_Exercise description_
Rewrite the listing below, swapping each occurrence of "record the position" for "mark the location" and leaving everything else unchanged.

====== Dataset records ======

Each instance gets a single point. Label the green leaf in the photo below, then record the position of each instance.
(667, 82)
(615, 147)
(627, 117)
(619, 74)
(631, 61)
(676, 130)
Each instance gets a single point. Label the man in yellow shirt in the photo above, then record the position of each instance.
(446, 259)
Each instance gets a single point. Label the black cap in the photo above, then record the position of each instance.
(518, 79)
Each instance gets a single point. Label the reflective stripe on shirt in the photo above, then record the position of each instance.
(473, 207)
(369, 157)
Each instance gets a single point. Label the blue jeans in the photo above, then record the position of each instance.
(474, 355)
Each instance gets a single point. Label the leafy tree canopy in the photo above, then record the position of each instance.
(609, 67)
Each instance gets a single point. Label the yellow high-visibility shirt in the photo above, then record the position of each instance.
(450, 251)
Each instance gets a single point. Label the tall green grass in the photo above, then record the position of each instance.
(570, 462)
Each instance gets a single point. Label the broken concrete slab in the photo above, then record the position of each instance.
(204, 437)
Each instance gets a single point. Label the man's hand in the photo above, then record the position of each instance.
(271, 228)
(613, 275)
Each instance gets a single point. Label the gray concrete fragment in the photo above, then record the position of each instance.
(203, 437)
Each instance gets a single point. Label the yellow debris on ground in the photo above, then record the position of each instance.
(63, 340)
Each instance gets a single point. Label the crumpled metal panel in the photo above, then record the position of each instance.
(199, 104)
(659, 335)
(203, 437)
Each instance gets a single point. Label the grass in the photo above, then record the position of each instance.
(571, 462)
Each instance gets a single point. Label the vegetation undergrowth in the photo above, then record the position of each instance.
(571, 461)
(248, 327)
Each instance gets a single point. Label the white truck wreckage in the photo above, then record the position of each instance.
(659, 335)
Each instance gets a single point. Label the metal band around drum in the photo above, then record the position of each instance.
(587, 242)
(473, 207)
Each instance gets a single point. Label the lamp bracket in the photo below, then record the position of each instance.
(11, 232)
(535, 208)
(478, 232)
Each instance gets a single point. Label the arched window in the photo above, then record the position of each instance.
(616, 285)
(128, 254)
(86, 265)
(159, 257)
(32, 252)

======

_Exercise response_
Each instance gets a single point. Label the green leaf in the photo below, then mark the location of each instance.
(667, 82)
(615, 147)
(627, 117)
(619, 74)
(631, 61)
(676, 130)
Each instance gets a single point. Label the man in yellow shirt in the photo above, then mark the location of each instance.
(446, 259)
Each instance gets a single point. Label the black cap in the photo above, then mark the location of each instance.
(518, 79)
Each instance gets a single point. Label the reflective stripe on shirt in the photo above, then mark the location of each instance.
(473, 207)
(369, 157)
Each instance gets a single point. Label the blue jeans in the photo above, then mark the location of each instance.
(474, 355)
Each instance gets a single point. Label the leafy tree canopy in the photo above, then mark the location of each instance.
(609, 67)
Each instance gets a single point. Label the yellow high-visibility shirt in the photo above, then mark the location of each instance.
(450, 251)
Each instance gets a single point. Label the tall green grass in the photo above, then mark the location of each instance.
(570, 462)
Each instance gets a single point. Label the broken concrete slab in the photo above, then mark the location of each instance.
(204, 437)
Each instance gets a single point. Label the man's hand in the photo above, then mark the location of each instance.
(271, 228)
(613, 275)
Each instance gets a single point. Label the gray concrete fragment in the photo above, then mark the location of each instance.
(203, 437)
Each instance gets a single point. Label the yellow debris on ground in the photo above, then mark the location of each instance.
(63, 340)
Each instance gets a single point. Label the crumpled metal panel in the photo above, then mark the location of each instance.
(199, 104)
(659, 335)
(203, 437)
Each instance gets a single point. Label the grass in the photo above, then mark the location of each instance.
(571, 462)
Each instance gets a single point. Label the vegetation undergrowth in the photo above, then mark the location of each instance.
(571, 461)
(248, 327)
Each instance gets a single point. Label the white truck wreckage in the photo above, then mark the location of each instance.
(659, 335)
Each instance gets a single point. Label the metal band around drum in the photo above, then mark the location of each instance.
(587, 242)
(473, 207)
Each instance gets a single point. Label the lamp bracket in the photo below, then mark the location of each instance.
(11, 232)
(535, 208)
(478, 232)
Each instance gets a single point. Label the arched window in the photo above, then mark the location of each instance.
(616, 285)
(128, 254)
(86, 265)
(159, 257)
(32, 252)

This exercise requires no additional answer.